=== Supplied entries ===

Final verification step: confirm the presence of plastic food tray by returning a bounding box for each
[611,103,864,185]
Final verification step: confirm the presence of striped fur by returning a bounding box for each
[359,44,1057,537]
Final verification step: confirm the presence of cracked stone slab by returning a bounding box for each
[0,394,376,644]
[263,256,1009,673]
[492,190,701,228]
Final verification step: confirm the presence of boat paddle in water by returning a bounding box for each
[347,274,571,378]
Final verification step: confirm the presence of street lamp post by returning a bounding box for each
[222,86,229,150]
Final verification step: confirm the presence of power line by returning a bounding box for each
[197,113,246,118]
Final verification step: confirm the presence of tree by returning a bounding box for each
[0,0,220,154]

===

* [Exercise objective] Copy the records above word for word, starting with the line that contains "Final verification step: confirm the presence of cracked" and running through the last line of the records.

* [Solution to this problem]
Final verification step: confirm the presence of cracked stone slab by returning a bounding box for each
[0,394,376,644]
[263,256,1009,673]
[492,190,701,228]
Final verification step: confirm the presence of boat paddle in water by returning a bounding box for each
[347,274,571,378]
Final verification step: confirm the presence of street lamp post by returning a bounding box for each
[222,86,229,150]
Final verification step: confirm the presence of power line by returning a bounding box for each
[197,113,246,118]
Final verification step: confirm the presence of tree by returning a bounding box for each
[0,0,220,154]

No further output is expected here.